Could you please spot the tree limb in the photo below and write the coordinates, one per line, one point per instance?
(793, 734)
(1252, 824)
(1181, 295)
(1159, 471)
=-=-=
Work to complete: Update the records by replacing "tree limb" with "branch" and leaving everything else unchanged, then write them out again.

Task result:
Could you please spot the branch in the photo below and write the coordinates, one per line, one point per instance?
(793, 734)
(1252, 824)
(1181, 295)
(1159, 471)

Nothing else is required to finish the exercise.